Claudio Pierantoni dénonce le « schisme pratique » au sein de l’Eglise

 
On sait que la cause du renvoi du Pr Seifert était sa présentation critique du paragraphe 303 d’Amoris laetitia qui attribue à la réponse à la volonté divine la décision de certains de continuer de vivre dans une situation objectivement adultère. « Du contexte antérieur comme du contexte postérieur, on peut déduire clairement que la « volonté de Dieu » se réfère ici au fait de continuer de vivre dans ce qui constitue objectivement un péché grave », écrivait le Pr Seifert.
 
Même si on peut trouver dans Amoris laetitia des propositions identifiées comme hérétiques par nombre de théologiens, il s’agit là « de sa faiblesse la plus profonde, source potentielle de la destruction de l’ensemble de l’enseignement moral de l’Eglise et même de toute loi naturelle », écrit Pierantoni.

__Données fournies__.
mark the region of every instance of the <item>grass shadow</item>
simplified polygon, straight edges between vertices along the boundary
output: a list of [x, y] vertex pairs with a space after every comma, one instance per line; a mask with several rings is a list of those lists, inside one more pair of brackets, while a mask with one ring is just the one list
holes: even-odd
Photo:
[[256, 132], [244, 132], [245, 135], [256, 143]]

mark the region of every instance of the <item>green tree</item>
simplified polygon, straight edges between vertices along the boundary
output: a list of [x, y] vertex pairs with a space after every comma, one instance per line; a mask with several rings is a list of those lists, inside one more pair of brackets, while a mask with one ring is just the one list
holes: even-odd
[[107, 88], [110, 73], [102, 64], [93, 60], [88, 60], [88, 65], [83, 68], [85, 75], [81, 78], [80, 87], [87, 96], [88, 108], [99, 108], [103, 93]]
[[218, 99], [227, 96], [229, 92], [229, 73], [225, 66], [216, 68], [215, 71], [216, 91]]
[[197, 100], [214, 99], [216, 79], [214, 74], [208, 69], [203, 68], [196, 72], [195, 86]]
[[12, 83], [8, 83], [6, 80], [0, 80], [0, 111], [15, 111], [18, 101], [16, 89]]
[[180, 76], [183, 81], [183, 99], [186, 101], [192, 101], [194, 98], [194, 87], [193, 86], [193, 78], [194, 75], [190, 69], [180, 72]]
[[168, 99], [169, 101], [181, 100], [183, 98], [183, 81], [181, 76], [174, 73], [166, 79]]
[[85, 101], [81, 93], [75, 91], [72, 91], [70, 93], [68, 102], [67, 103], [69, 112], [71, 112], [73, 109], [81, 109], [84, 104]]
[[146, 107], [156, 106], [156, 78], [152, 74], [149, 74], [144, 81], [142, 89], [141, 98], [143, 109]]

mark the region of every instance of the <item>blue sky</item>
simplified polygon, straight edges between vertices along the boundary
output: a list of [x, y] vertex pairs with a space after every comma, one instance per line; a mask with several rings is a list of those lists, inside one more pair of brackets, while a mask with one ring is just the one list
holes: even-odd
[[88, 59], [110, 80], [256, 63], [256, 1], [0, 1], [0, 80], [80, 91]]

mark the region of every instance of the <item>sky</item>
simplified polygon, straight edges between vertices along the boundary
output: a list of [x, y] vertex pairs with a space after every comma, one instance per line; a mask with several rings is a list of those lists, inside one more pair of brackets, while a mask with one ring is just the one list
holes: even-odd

__Exercice écrit 1__.
Répondez aux questions suivantes sur l'extrait consacré à Amoris laetitia.
(a) Quel paragraphe d'Amoris laetitia le Pr Seifert a-t-il présenté de façon critique ?
(b) D'après le Pr Seifert, à quoi se réfère la « volonté de Dieu » dans ce paragraphe ?
(c) Selon Pierantoni, la « faiblesse la plus profonde » d'Amoris laetitia est la source potentielle de quoi ?
__Exercice écrit 2__. Poursuivez l'extrait sur Amoris laetitia à partir de sa dernière phrase.
Le matériel n'est d'aucune utilité ici.

__Réponse attendue 1__.
(a) Le paragraphe 303.
(b) Au fait de continuer de vivre dans ce qui constitue objectivement un péché grave.
(c) De la destruction de l'ensemble de l'enseignement moral de l'Eglise et même de toute loi naturelle.

__Réponse attendue 2__.
Cela va au-delà de la responsabilité subjective d’une personne qui pourrait ne pas être coupable d’un péché mortel, souligne universitaire chilien, puisqu’il s’agit, comme l’a mis en évidence Jozef Seifert, de dire que dans certains cas, on pourrait « savoir avec « une certaine certitude morale » que Dieu lui-même nous demande de continuer de commettre des actes intrinsèquement mauvais, comme l’adultère ou l’homosexualité active ».
 
Simple logique. Logique qui mène à constater que Dieu serait capable de contredire ses propres commandements… Et ce en dehors de toute considération sur les circonstances atténuantes qui elle, n’est pas contestée. « C’est une question de nommer objectivement bon (car Dieu ne demanderait certainement pas quelque chose qui ne soit objectivement bon) une chose qui est objectivement mauvaise », insiste Pierantoni. C’est un danger gravissime pour les fondements mêmes de toute éthique et même une atteinte à la notion de Dieu elle-même. Mais, ajoute Pierantoni, Seifert se contente de désigner le danger de manière hypothétique, demandant au pape de déterminer si ce danger existe réellement et de se rétracter s’il l’estime établi. « Pourrait-on imaginer attitude plus humble et plus respectueuse ? », interroge Claudio Pierantoni.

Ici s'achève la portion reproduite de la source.